Top of Source records
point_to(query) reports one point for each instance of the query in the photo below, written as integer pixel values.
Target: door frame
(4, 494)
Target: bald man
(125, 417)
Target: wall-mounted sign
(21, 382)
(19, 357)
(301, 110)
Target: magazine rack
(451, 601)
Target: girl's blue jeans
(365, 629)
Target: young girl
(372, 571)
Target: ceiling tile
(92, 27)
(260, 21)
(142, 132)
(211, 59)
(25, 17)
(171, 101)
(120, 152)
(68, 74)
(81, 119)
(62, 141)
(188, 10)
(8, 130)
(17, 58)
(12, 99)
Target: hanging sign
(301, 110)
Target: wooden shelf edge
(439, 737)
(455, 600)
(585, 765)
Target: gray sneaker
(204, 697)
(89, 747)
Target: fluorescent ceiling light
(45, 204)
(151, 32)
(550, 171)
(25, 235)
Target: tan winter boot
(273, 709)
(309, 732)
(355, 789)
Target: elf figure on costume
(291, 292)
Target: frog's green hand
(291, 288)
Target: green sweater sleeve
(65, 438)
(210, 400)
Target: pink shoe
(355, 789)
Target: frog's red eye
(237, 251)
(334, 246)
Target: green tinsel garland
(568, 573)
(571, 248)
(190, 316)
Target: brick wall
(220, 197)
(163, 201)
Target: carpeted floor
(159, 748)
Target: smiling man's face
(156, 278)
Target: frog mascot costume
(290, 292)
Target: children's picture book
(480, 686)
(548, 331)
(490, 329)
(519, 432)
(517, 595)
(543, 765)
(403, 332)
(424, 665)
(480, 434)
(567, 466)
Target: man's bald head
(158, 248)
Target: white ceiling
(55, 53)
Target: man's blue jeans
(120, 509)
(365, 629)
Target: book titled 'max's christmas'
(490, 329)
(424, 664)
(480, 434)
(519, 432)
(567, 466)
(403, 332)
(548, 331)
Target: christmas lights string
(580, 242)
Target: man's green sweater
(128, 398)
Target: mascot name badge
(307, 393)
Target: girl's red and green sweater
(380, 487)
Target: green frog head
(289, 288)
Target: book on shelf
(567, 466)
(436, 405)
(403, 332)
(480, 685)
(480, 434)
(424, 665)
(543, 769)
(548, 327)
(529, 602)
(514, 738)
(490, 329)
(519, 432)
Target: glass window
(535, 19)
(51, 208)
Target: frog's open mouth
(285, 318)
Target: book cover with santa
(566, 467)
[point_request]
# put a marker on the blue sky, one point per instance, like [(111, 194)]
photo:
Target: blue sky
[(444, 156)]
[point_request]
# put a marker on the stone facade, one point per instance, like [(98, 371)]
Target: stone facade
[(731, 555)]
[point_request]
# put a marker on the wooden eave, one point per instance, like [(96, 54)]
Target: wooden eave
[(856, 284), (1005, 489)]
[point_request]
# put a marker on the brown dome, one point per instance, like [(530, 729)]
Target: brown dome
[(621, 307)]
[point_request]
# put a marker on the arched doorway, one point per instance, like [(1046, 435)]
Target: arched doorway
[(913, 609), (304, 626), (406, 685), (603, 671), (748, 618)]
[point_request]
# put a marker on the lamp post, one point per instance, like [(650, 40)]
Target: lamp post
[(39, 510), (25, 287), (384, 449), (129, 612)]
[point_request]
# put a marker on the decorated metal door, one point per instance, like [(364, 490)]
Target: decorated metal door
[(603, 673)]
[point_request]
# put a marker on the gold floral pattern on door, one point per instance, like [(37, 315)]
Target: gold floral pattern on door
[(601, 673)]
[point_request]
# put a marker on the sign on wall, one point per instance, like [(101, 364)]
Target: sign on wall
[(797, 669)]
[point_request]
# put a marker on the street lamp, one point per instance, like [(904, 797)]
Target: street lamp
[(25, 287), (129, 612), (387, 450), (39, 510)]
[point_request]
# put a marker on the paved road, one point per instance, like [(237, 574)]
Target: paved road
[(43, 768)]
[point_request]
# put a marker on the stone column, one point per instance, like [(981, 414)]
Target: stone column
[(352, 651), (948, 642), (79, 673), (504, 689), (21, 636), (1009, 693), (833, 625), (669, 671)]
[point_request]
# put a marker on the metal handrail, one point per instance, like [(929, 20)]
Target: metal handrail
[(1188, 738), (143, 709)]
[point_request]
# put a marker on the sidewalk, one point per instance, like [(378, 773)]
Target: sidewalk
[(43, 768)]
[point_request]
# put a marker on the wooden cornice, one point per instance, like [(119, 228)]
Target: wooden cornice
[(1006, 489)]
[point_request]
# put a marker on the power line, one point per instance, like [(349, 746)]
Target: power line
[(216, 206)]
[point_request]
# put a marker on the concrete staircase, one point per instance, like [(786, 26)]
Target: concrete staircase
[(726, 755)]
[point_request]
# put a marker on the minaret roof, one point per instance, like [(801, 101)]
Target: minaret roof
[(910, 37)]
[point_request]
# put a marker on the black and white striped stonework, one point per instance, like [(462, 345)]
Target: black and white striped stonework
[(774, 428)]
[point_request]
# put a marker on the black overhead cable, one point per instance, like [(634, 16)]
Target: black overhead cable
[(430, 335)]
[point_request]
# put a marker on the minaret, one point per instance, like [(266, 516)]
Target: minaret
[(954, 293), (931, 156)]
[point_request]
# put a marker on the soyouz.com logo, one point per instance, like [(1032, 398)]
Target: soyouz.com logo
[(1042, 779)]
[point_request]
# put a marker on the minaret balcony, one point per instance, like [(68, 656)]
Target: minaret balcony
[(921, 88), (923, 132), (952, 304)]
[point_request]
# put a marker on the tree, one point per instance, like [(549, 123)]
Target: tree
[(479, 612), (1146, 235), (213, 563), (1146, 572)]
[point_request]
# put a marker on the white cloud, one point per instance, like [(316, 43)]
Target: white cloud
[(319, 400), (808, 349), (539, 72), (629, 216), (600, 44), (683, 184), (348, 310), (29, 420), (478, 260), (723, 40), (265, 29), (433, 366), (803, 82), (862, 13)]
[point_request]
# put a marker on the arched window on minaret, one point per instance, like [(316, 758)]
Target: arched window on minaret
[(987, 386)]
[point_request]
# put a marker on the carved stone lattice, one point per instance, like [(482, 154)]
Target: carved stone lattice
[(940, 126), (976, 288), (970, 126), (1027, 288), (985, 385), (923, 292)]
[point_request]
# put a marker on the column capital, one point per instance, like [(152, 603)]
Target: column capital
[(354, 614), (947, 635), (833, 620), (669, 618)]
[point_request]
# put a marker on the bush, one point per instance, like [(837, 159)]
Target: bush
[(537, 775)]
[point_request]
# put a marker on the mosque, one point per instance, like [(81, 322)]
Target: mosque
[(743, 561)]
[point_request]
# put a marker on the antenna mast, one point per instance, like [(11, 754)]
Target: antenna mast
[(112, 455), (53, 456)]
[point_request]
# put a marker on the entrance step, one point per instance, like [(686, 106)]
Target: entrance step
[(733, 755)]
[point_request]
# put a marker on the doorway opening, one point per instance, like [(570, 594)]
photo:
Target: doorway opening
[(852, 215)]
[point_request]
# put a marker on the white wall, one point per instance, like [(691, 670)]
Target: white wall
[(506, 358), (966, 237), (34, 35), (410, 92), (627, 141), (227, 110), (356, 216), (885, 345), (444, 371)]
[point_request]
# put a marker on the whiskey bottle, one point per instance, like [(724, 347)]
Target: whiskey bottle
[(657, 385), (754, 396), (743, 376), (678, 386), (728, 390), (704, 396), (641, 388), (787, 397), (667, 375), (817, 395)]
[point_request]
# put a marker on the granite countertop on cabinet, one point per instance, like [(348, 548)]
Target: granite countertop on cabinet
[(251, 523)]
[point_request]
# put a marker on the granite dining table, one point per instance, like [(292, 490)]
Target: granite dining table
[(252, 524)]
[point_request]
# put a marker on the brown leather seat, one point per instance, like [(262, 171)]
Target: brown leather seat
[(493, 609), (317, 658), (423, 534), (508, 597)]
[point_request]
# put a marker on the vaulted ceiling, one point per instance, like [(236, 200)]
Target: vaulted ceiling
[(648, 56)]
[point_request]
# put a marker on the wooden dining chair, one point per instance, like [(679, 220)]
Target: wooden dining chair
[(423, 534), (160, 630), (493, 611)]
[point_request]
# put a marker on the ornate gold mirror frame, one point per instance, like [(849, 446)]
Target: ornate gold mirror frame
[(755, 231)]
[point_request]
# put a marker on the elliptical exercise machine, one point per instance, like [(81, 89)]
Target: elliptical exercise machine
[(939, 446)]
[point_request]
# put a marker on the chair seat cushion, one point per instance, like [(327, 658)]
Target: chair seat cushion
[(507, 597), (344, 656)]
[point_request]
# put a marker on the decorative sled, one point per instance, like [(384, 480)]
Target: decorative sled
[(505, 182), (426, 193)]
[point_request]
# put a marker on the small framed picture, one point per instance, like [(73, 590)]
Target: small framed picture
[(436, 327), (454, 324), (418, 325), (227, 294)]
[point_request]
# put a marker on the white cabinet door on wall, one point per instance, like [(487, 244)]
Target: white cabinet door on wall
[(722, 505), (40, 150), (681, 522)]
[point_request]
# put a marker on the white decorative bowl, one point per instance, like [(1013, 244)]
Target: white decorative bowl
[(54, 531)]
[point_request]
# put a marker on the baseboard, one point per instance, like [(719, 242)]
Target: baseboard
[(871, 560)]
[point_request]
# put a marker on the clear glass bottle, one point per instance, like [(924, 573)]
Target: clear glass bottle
Bottom of Source records
■ **What to do**: Retype exactly the span of lines from the one with "Target: mosque" through the one with "# put a marker on the wooden dining"; include both ends and omit the rest of the material.

■ **Exercise answer**:
Target: mosque
[(743, 561)]
[point_request]
# put a marker on the antenna mast, one point per instance, like [(11, 754)]
Target: antenna mast
[(112, 455), (53, 456)]
[point_request]
# put a marker on the entrance step, one point per instance, like [(686, 106)]
Target: entrance step
[(733, 755)]
[point_request]
# put a marker on the doorway opening, one point per instance, like [(570, 594)]
photo:
Target: doorway opening
[(852, 215)]
[point_request]
# put a marker on the white wall, one point per instance, like [(691, 670)]
Target: white wall
[(506, 358), (966, 237), (34, 35), (410, 92), (627, 141), (227, 110), (356, 216), (885, 345), (444, 371)]
[point_request]
# put a marker on the whiskey bottle, one point per instance, like [(724, 347)]
Target: whiskey bottle
[(657, 385), (754, 396), (743, 376), (678, 386), (728, 390), (704, 396), (641, 388), (787, 397), (667, 375), (817, 395)]
[point_request]
# put a marker on the granite countertop on cabinet, one point per instance, like [(348, 548)]
Target: granite countertop on cabinet
[(251, 523)]
[point_request]
# put a marker on the granite dining table, one point per instance, like [(292, 490)]
Target: granite dining table
[(252, 524)]
[point_request]
# put a marker on the brown leather seat, one point per instance, like [(262, 171)]
Target: brown leather seat
[(493, 609), (317, 658), (423, 534), (508, 597)]
[point_request]
# put a marker on the vaulted ceiling, one point per instance, like [(236, 200)]
Target: vaulted ceiling
[(648, 56)]
[point_request]
# put a marker on the wooden dining chair, one point per instance, like [(679, 220)]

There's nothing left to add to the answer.